==== RECORDS TO USE ====
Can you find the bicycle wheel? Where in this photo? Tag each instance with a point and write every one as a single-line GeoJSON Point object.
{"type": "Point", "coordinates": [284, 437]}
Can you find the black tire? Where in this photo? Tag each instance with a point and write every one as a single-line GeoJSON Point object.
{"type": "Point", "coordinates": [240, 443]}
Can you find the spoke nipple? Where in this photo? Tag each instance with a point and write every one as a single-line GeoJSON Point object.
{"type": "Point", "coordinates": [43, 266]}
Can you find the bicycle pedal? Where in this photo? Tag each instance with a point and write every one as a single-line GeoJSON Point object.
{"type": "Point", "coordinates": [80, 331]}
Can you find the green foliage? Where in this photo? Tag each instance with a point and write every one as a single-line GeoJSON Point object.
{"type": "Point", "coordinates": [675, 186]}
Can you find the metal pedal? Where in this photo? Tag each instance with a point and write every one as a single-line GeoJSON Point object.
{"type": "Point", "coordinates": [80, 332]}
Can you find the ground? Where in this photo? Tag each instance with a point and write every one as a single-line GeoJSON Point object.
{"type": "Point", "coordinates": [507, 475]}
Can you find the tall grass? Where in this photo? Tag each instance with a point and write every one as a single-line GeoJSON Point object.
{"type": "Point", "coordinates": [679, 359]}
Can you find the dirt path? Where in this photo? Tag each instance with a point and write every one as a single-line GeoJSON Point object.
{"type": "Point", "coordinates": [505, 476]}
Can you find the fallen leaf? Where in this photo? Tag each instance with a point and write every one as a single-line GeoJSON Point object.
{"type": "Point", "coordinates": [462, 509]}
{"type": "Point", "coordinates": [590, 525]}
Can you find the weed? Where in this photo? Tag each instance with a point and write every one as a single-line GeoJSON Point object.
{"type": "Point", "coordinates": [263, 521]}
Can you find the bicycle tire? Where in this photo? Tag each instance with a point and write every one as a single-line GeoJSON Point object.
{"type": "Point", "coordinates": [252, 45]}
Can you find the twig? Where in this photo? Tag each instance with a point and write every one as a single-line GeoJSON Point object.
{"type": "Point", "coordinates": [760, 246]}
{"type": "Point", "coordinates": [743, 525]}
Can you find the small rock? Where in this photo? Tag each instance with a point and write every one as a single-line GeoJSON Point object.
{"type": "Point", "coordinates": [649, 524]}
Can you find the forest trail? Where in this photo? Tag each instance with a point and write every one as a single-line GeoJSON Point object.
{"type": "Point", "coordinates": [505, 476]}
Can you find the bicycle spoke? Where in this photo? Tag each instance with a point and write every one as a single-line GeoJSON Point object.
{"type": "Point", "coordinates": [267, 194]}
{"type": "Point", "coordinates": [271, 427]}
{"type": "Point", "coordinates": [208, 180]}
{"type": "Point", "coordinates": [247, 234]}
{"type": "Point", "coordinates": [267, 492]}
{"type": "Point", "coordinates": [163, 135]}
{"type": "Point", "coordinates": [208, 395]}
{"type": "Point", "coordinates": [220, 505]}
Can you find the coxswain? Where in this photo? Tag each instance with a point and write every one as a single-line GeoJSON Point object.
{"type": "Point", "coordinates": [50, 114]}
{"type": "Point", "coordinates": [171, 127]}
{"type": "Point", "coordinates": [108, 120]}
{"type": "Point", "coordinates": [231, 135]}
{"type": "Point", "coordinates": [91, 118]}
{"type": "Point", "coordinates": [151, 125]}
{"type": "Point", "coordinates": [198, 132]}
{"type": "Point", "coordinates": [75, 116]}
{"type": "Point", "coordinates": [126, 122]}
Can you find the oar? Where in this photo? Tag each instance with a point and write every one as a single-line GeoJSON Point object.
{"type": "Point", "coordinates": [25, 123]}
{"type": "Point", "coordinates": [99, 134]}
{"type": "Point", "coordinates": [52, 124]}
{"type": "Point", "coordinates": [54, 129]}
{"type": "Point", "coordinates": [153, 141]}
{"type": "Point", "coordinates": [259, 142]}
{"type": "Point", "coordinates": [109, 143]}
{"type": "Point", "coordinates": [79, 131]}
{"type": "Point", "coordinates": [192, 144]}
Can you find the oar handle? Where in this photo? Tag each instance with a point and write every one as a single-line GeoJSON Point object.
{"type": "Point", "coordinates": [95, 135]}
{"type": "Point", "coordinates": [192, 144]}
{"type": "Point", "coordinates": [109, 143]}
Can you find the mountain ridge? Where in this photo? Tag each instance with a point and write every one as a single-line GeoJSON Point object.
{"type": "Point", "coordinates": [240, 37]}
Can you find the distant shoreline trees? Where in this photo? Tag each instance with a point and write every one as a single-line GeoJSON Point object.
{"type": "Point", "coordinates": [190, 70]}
====
■ THE REQUEST: Quote the data in full, keeping each word unchanged.

■ WORKED ANSWER:
Can you find the bicycle wheel? Where in this photo? Tag each instance with a point and write every one as a single-line GeoJSON Point object.
{"type": "Point", "coordinates": [284, 437]}
Can you find the black tire? Where in this photo? Tag each instance with a point and write every one as a single-line GeoJSON Point object.
{"type": "Point", "coordinates": [240, 443]}
Can you find the spoke nipple? Where in this photo? Tag each instance with a point and write every one as a single-line GeoJSON Point object.
{"type": "Point", "coordinates": [43, 266]}
Can you find the bicycle pedal? Where in this photo? Tag each instance with a point and write every one as a single-line GeoJSON Point object.
{"type": "Point", "coordinates": [80, 331]}
Can you find the green foliage? Where in this photo? Tag each instance with a point and write every one as a single-line GeoJSON Point object.
{"type": "Point", "coordinates": [675, 186]}
Can you find the metal pedal? Where in this photo? Tag each instance with a point and write every one as a single-line GeoJSON Point object.
{"type": "Point", "coordinates": [80, 332]}
Can you find the ground? Where in this photo? Tag each instance with a point and write every one as a single-line GeoJSON Point object.
{"type": "Point", "coordinates": [507, 475]}
Can you find the tall grass? Where in this photo? Tag each instance with a point and write every one as a single-line GeoJSON Point object.
{"type": "Point", "coordinates": [679, 359]}
Can you find the dirt path? Where in this photo? Tag each instance with a point and write every one as a single-line GeoJSON Point object.
{"type": "Point", "coordinates": [505, 476]}
Can you find the fallen leaf? Where in this photo? Tag each instance with a point and write every one as a single-line GeoJSON Point object.
{"type": "Point", "coordinates": [462, 509]}
{"type": "Point", "coordinates": [590, 525]}
Can you find the weed? Where in this photo? Tag each instance with a point and write every one as a single-line GeoJSON Point object.
{"type": "Point", "coordinates": [263, 521]}
Can you find the bicycle tire? Where in this photo? Tag each instance with a point and write every one as a single-line GeoJSON Point object.
{"type": "Point", "coordinates": [252, 45]}
Can you find the twig? Where in this photo? Tag each instance with a point and write every one as a single-line GeoJSON Point object.
{"type": "Point", "coordinates": [760, 246]}
{"type": "Point", "coordinates": [743, 525]}
Can you find the small rock? Where in this photo? Tag each instance with a point and write every one as a single-line GeoJSON Point object.
{"type": "Point", "coordinates": [649, 524]}
Can you find the forest trail? Where in this photo? Tag each instance with a point and write every one as a single-line GeoJSON Point object.
{"type": "Point", "coordinates": [505, 476]}
Can you find the bicycle spoke? Where in this photo? Tag each instance with a point and write every one as a single-line GeoJSON Point object.
{"type": "Point", "coordinates": [267, 194]}
{"type": "Point", "coordinates": [271, 427]}
{"type": "Point", "coordinates": [208, 180]}
{"type": "Point", "coordinates": [247, 234]}
{"type": "Point", "coordinates": [267, 492]}
{"type": "Point", "coordinates": [163, 135]}
{"type": "Point", "coordinates": [208, 395]}
{"type": "Point", "coordinates": [220, 505]}
Can you find the coxswain? Where in this photo? Tag each instance with a point and write every one as a single-line GeoJSON Point object.
{"type": "Point", "coordinates": [50, 114]}
{"type": "Point", "coordinates": [171, 127]}
{"type": "Point", "coordinates": [108, 120]}
{"type": "Point", "coordinates": [231, 135]}
{"type": "Point", "coordinates": [91, 118]}
{"type": "Point", "coordinates": [151, 125]}
{"type": "Point", "coordinates": [198, 132]}
{"type": "Point", "coordinates": [75, 116]}
{"type": "Point", "coordinates": [126, 122]}
Can you find the oar? Where in this photo? Tag each instance with a point and write every one as a single-line GeoJSON Point object.
{"type": "Point", "coordinates": [25, 123]}
{"type": "Point", "coordinates": [99, 134]}
{"type": "Point", "coordinates": [52, 124]}
{"type": "Point", "coordinates": [54, 129]}
{"type": "Point", "coordinates": [153, 141]}
{"type": "Point", "coordinates": [259, 142]}
{"type": "Point", "coordinates": [109, 143]}
{"type": "Point", "coordinates": [79, 131]}
{"type": "Point", "coordinates": [192, 144]}
Can you find the oar handle? Where in this photo? Tag each instance with a point and write every one as a single-line GeoJSON Point object.
{"type": "Point", "coordinates": [95, 135]}
{"type": "Point", "coordinates": [192, 144]}
{"type": "Point", "coordinates": [109, 143]}
Can you find the mountain ridge? Where in this photo? Tag each instance with a point and write every one as a single-line GeoJSON Point object.
{"type": "Point", "coordinates": [240, 37]}
Can you find the distant shoreline trees? Where in this photo? Tag each instance with a point and write every one as a single-line GeoJSON Point object.
{"type": "Point", "coordinates": [190, 70]}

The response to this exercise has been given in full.